Self-Publish With Integrity by Dan Holloway
Finally, after about four years in the gestation, my book on self-publishing, which takes a very different approach from the usual guides, is here. To get the grubby stuff out of the way first, you can buy it for your Kindle for £1.88 in the UK here, and for $2.99 in the US here, and it is also available everywhere else.
I wanted the book to fill the gap I've noticed in the self-publishing library - how to retain your creative integrity and direction through the whole process from the first capital letter on page one to your 20th book and beyond. Because that's the key to retaining your passion as a writer, the key to succeeding in the way that matters: on your own terms.
The chapters I've included reflect that concern:
1. The Pressure to “Succeed”
2. Why Do You Write?
3. Is Self-publishing Right for You?
4. Never be afraid to be you
5. Dealing With Self-Doubt
6. Dealing With Self-Belief
7. Handling Praise
8. Producing Your Book: Picking the Right Partners
9. Building a community
10. The Whites of Their Eyes: Giving Great Readings
11. The Long Haul
As well as those, there is an introduction, which I've included in full here, so you can decide if this sounds the sort of thing for you.

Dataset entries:

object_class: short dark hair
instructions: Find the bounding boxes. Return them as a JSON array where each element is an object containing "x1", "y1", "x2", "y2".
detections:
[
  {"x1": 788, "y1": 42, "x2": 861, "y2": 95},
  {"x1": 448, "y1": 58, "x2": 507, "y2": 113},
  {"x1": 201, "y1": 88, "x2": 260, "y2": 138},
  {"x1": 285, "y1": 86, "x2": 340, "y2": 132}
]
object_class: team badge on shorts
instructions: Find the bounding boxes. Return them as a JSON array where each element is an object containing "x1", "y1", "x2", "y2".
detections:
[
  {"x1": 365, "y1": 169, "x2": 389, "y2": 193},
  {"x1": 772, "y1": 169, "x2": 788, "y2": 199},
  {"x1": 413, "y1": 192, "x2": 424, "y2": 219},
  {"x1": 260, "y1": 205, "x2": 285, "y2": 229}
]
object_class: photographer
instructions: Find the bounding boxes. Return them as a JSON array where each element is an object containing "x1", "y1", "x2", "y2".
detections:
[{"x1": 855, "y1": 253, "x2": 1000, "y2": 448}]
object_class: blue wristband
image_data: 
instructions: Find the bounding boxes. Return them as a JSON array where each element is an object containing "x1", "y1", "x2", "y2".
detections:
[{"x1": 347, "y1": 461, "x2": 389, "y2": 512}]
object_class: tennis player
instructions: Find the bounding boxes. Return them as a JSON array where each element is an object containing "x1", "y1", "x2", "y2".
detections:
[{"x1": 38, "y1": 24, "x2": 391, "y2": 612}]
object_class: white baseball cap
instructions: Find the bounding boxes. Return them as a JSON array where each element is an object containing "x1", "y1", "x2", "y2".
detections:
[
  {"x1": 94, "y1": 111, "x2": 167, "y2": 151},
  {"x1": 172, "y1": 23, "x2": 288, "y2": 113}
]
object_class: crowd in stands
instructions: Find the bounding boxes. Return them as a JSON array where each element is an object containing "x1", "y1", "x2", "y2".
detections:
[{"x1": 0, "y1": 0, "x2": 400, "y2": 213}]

→ **Set tasks**:
A. Write out, without changes, the stretch of rows that begins with the line containing "object_class: crowd in stands" and runs through the final line of the rows.
B. Extend the post announcing the self-publishing book, picking up right after its last sentence.

→ **Task-by-task outputs**:
A.
object_class: crowd in stands
instructions: Find the bounding boxes. Return them as a JSON array where each element is an object containing "x1", "y1", "x2", "y2".
detections:
[{"x1": 0, "y1": 0, "x2": 400, "y2": 213}]

B.
Like a
lot of people I know, I started self-publishing in 2009. For those of us who
write literary fiction (for want of a better term – that’s a whole other book!),
this felt like a nadir in the publishing world. Large publishers were dropping
mid list and literary writers like a tree shedding leaves for winter, and we
were yet to see the blossoming of the vibrant small press scene that in the
past couple of years has breathed fresh life into adventurous fiction.
I had
spent 2008 writing my first full length work of literary fiction (after
stumbling into the world of the novel the previous year with a thriller, which
I carefully put back under the mattress). By the late autumn, I was on version
number 26, and had started to submit to the very short list of agents who
specialised in literary fiction with an international flavour. At the same
time, I was part of the Harper Collins-run website for aspiring writers,
Authonomy. Through that site, and the sites Youwriteon and The Book Shed, I’d
got to know a small group of fellow literary fictioneers all at a similar stage
of their fledgling careers. Having written and edited together, we were all
beginning to submit our synopses, expectant-eyed and full of optimism.
And then
one by one we all started to receive the same kind of news. Like most people, I
had a “fantasy agent.” And, two days after I posted my submission to her, I
received the response, “I
kind of have that little thrill of excitement I get when I think I've read
something good. Can I read more? Can you send all of it?” And I wasn’t the only
one. We were all getting excited nibbles.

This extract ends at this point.